> TEXT SECTION:
Human rights divinely authored
The Church leader reminded his diverse audience Wednesday that religious freedom “means nothing” if a person protects his or her own religious practices while neglecting the practices of others — especially those who might be less secure and able to defend themselves.
“We can’t pick and choose who gets what rights,” he said. “Every religion is susceptible to the fluctuations of prominence and obscurity. The cultural group that enjoys privilege today may lose it tomorrow, even in nations where the rule of law and democratic principles have been enshrined for centuries.”
While fundamental human rights are often inscribed in laws, constitutions and charters, they were first imprinted “in the human heart” by a loving God, he added.
Still, “it is up to us — it is the responsibility associated with these rights — to implement, protect and anchor them in our daily life.”
Again, Elder Kearon reminded his audience that rights and responsibilities can’t be separated without negative consequences. “The symbiosis between rights and responsibilities is often forgotten in the rush to demand that something be given to us, while forgetting to foster the conditions in which that right can even be respected or have meaning.”
Rights and responsibilities can move in a “virtuous circle,” he added.
A person is more inclined to honor the right of people he or she knows personally. “Important work in religious freedom is found in walking a mile with your brother and sister, listening to a stranger talk about their religious experience and in the gentle efforts of dialogue and persuasion.”

> DATA LISTING:
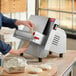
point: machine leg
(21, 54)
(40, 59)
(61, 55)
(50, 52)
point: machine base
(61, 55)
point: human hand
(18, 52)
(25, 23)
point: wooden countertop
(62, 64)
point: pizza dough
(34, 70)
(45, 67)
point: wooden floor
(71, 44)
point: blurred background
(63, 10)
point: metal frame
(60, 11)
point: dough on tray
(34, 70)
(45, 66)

--

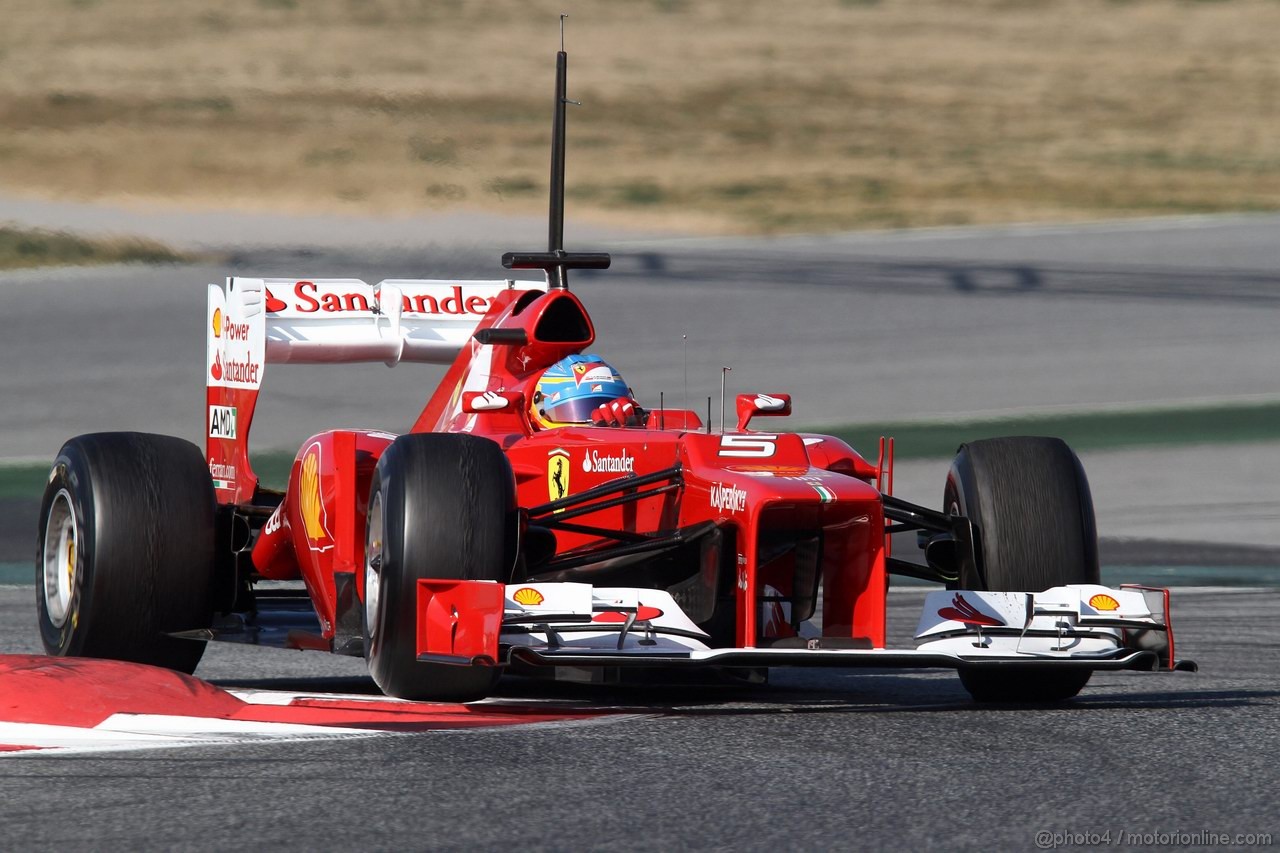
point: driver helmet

...

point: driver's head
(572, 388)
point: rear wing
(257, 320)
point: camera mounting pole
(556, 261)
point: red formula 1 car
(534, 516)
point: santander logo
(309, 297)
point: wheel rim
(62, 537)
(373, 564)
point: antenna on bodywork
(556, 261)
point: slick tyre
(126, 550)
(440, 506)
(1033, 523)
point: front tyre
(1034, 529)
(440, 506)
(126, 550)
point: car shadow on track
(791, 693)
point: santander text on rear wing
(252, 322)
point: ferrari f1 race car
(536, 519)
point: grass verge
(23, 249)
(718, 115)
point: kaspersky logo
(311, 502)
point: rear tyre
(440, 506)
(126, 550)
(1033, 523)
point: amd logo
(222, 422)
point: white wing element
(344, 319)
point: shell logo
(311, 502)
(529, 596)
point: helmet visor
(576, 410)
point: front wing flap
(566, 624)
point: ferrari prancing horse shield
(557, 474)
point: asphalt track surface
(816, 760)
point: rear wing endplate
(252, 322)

> WHAT YOU SHOULD DO: Please answer from the text about human rights above: according to Elder Kearon, what can rights and responsibilities move in?

> OUTPUT OF THE TASK: A "virtuous circle."